[Supplied entries — start]

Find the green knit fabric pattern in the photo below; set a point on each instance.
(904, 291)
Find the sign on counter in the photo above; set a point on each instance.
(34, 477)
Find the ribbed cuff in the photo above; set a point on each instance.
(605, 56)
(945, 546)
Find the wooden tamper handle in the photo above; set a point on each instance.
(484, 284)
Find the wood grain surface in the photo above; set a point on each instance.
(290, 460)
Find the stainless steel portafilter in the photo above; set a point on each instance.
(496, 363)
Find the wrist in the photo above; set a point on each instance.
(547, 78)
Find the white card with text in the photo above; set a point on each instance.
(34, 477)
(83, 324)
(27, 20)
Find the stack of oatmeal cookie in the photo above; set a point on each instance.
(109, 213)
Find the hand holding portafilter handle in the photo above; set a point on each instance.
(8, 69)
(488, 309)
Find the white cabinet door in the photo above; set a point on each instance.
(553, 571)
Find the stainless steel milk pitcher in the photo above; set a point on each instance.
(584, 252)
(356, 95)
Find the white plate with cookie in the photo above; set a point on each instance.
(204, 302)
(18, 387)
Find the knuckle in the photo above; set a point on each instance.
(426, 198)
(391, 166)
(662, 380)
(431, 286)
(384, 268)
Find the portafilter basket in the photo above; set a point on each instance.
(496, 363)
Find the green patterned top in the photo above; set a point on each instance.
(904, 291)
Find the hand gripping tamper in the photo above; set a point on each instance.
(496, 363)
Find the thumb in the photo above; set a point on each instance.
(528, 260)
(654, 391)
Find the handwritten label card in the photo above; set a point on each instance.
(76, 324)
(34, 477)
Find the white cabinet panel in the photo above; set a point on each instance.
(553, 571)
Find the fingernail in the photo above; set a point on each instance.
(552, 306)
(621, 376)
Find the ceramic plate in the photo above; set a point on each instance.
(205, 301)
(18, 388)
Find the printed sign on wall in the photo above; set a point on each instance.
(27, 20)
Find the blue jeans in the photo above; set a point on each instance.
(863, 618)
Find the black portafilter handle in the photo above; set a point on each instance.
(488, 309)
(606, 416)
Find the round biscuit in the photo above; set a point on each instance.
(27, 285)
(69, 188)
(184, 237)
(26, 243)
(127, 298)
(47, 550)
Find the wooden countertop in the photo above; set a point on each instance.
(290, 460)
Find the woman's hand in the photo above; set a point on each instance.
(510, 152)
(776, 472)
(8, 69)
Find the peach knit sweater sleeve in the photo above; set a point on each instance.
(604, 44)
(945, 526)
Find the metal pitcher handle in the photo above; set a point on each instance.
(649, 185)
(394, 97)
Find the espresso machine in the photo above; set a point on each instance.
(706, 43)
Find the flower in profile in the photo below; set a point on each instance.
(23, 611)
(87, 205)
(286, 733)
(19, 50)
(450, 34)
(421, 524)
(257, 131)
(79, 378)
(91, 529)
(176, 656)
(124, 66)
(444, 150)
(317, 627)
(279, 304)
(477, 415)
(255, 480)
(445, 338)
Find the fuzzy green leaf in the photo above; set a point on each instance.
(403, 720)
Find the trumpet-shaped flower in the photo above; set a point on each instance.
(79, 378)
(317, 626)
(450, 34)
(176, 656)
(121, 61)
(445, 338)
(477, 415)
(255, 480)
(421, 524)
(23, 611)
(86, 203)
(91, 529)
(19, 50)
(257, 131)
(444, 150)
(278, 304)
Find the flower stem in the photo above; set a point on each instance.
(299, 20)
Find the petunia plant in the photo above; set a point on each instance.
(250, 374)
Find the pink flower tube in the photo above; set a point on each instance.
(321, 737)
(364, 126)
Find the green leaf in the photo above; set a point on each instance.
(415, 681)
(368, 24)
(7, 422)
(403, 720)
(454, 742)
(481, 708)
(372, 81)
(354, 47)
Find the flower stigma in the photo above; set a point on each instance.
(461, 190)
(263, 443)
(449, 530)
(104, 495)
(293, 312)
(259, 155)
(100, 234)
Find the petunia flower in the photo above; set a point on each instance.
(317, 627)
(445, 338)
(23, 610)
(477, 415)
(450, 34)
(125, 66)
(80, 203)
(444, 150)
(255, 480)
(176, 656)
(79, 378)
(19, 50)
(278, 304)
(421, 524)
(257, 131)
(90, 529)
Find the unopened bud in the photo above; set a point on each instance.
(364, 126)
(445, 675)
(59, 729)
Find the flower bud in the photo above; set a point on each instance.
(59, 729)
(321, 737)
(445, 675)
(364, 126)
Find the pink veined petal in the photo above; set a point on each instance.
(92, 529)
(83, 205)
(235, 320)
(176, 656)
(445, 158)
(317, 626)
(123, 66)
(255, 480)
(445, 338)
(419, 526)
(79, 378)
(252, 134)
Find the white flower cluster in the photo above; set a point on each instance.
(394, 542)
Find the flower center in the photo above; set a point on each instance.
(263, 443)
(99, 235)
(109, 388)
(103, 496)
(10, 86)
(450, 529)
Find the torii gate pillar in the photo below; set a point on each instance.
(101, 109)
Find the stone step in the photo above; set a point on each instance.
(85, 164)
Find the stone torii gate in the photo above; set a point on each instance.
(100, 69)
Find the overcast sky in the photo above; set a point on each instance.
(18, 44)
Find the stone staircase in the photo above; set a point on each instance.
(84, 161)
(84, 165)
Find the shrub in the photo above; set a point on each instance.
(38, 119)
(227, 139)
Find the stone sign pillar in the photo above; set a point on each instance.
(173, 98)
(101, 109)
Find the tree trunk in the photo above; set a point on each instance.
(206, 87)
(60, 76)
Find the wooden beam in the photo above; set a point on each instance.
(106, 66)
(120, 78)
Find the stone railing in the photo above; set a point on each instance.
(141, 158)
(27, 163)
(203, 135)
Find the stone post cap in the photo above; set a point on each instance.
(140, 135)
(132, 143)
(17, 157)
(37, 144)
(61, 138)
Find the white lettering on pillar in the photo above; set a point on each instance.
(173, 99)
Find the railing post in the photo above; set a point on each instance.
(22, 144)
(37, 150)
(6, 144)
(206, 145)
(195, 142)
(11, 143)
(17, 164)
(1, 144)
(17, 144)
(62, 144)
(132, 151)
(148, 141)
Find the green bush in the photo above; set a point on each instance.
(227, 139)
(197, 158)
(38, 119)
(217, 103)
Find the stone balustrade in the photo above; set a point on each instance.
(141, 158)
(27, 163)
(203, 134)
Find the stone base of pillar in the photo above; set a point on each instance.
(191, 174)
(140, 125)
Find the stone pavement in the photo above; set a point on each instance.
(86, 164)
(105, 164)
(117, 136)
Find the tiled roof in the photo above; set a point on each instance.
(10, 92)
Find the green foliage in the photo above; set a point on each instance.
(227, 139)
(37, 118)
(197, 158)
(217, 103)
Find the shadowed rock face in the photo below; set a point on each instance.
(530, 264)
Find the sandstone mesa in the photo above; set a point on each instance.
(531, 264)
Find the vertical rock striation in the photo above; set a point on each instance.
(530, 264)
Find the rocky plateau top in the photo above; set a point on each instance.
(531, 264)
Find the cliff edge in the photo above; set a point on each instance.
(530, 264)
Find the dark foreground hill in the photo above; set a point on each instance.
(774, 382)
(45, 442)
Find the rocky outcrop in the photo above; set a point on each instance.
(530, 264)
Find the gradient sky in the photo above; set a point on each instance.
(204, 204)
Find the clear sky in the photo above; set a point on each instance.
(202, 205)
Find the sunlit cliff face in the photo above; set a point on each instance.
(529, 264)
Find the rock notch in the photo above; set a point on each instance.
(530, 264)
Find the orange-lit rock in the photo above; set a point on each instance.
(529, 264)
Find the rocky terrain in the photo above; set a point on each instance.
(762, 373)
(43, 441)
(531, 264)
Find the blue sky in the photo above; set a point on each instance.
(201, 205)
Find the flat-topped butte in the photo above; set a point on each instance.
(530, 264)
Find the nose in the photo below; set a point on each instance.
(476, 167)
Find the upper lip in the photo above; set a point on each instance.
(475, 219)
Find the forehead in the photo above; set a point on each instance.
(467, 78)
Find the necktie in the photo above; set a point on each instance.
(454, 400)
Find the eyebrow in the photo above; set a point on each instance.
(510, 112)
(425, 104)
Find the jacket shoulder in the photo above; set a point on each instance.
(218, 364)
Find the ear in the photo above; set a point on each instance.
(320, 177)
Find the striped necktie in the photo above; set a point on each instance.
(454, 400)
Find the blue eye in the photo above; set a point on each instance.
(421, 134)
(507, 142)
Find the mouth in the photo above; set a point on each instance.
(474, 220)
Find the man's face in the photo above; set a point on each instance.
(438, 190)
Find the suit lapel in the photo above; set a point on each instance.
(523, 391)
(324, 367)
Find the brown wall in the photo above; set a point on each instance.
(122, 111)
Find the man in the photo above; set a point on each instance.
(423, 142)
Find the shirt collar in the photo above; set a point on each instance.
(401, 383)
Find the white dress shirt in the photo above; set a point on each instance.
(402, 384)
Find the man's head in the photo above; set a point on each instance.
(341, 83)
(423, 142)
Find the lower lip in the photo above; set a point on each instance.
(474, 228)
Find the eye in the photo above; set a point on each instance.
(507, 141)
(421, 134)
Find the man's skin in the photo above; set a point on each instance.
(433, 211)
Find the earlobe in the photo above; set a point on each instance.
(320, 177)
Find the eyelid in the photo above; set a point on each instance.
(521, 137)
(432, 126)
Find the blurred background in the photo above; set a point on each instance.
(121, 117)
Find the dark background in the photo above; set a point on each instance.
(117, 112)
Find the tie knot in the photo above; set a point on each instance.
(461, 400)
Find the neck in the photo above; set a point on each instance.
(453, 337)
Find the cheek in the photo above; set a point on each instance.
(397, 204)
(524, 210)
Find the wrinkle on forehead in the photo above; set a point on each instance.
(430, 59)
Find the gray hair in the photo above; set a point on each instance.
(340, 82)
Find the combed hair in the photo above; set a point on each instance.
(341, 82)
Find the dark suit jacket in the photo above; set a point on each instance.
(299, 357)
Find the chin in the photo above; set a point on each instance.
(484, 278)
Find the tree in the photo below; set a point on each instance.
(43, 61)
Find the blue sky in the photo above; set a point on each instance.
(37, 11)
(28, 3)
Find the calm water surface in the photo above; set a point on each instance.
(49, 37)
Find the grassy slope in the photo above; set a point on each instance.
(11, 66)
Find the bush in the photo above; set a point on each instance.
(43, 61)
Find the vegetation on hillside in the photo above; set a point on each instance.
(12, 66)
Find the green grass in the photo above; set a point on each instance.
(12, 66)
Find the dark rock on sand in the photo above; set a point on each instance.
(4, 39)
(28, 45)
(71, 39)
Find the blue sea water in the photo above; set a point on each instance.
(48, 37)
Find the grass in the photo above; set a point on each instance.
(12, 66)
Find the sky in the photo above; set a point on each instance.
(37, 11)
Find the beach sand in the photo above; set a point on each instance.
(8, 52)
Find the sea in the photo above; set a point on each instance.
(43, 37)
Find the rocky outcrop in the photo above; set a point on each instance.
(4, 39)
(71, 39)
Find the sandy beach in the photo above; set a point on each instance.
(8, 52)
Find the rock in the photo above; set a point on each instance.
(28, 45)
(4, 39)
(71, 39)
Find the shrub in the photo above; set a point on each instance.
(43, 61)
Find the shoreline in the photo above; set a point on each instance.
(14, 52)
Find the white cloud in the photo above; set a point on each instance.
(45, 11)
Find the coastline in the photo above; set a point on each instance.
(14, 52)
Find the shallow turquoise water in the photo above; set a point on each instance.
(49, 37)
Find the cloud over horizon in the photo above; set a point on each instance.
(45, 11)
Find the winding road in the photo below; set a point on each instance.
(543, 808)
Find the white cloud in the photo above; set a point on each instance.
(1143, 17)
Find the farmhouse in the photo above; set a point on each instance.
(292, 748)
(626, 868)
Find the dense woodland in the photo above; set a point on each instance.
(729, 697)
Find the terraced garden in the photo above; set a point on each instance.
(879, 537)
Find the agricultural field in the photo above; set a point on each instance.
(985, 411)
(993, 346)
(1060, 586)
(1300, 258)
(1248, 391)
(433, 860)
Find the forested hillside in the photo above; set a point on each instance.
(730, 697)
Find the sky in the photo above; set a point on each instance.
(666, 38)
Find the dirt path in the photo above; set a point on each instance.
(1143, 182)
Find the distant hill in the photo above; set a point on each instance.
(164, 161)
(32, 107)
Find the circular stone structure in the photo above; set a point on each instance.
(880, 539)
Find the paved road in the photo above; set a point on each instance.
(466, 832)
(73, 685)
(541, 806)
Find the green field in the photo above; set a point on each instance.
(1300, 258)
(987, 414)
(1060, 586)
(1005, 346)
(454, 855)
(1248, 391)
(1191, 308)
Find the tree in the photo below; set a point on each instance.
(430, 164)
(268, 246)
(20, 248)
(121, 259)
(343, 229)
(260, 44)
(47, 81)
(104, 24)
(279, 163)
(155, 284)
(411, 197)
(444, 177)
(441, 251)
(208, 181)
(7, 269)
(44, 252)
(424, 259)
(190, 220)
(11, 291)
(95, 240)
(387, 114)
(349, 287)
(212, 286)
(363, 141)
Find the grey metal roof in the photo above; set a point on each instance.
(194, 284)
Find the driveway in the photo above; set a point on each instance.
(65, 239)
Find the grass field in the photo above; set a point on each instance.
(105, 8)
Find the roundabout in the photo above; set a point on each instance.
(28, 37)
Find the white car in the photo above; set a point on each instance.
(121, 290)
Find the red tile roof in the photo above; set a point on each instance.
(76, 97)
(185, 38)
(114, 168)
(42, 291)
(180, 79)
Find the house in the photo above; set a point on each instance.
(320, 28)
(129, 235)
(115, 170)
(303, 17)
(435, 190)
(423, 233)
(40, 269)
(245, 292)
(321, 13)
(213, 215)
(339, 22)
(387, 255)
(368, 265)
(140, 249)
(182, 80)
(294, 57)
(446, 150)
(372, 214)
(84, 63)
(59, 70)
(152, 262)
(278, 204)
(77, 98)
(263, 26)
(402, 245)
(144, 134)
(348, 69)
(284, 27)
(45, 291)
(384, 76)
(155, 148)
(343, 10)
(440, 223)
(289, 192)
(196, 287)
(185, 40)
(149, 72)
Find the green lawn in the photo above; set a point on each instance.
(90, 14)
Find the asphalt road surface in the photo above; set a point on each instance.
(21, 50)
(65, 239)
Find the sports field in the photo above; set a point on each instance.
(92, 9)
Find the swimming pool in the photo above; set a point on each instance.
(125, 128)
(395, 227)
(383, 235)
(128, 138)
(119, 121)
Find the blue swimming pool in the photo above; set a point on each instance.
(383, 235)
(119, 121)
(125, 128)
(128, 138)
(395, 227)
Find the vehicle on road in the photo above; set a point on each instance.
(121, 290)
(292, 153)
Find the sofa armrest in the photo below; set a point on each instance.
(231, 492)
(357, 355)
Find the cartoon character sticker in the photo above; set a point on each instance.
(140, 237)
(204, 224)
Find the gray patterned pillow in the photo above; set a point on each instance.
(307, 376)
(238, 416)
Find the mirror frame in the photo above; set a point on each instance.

[Supplied entries — finish]

**Work instruction:** Look for the line with "Find the red" in the listing above. Print it and each later line exactly, ending with the last line.

**Task response:**
Find the red tile roof in the photo above; set a point on each instance.
(76, 97)
(185, 38)
(114, 168)
(42, 291)
(180, 79)
Find the house in the photo above; set a point on each instance.
(320, 28)
(129, 235)
(115, 170)
(303, 17)
(435, 190)
(423, 233)
(40, 269)
(245, 292)
(321, 13)
(213, 215)
(339, 22)
(387, 255)
(368, 265)
(140, 249)
(182, 80)
(294, 57)
(446, 150)
(372, 214)
(84, 63)
(59, 70)
(152, 262)
(278, 204)
(77, 98)
(263, 26)
(402, 245)
(144, 134)
(348, 69)
(284, 27)
(45, 291)
(384, 76)
(155, 148)
(343, 10)
(440, 223)
(289, 192)
(196, 287)
(185, 40)
(149, 72)
Find the green lawn in the photo above; set a point on each instance.
(90, 14)
Find the asphalt road surface in the photo above; set a point on each instance.
(21, 50)
(65, 239)
Find the sports field in the photo above; set a point on each instance.
(92, 9)
Find the swimming pool in the photo above; set a point on each instance.
(125, 128)
(395, 227)
(383, 235)
(128, 138)
(119, 121)
Find the blue swimming pool in the photo above; set a point on each instance.
(383, 235)
(119, 121)
(125, 128)
(128, 138)
(395, 227)
Find the vehicle on road in the photo above; set a point on each instance.
(121, 290)
(292, 153)
Find the sofa armrest in the photo below; set a point on each instance.
(231, 492)
(357, 355)
Find the cartoon character sticker in the photo above; set a point on each instance.
(140, 237)
(204, 224)
Find the gray patterned pillow in the photo above; set a point on each instance.
(307, 376)
(238, 416)
Find the mirror frame in the photo above; set a point on each instance.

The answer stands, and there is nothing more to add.